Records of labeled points
▬▬▬▬▬▬

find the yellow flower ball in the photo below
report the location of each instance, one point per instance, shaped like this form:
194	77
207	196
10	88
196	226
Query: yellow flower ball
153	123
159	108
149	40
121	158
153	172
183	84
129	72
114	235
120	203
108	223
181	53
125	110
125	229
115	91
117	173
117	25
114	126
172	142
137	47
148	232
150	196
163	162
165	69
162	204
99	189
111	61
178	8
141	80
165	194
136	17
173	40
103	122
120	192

▬▬▬▬▬▬

* DIRECTIONS FOR THIS TASK:
Return every record above exactly as it appears.

* SOLUTION TO THE PROBLEM:
find the yellow flower ball in the photo below
report the location of each instance, one point per instance, shaped like this form:
194	77
207	196
10	88
196	226
Query: yellow flower ball
153	123
159	108
149	40
121	158
153	172
183	84
129	72
114	235
120	203
108	223
181	53
125	110
125	229
115	91
117	173
117	25
114	126
172	142
137	47
148	232
150	196
163	162
165	69
162	204
99	189
111	61
178	8
141	80
165	194
136	17
173	40
103	122
120	192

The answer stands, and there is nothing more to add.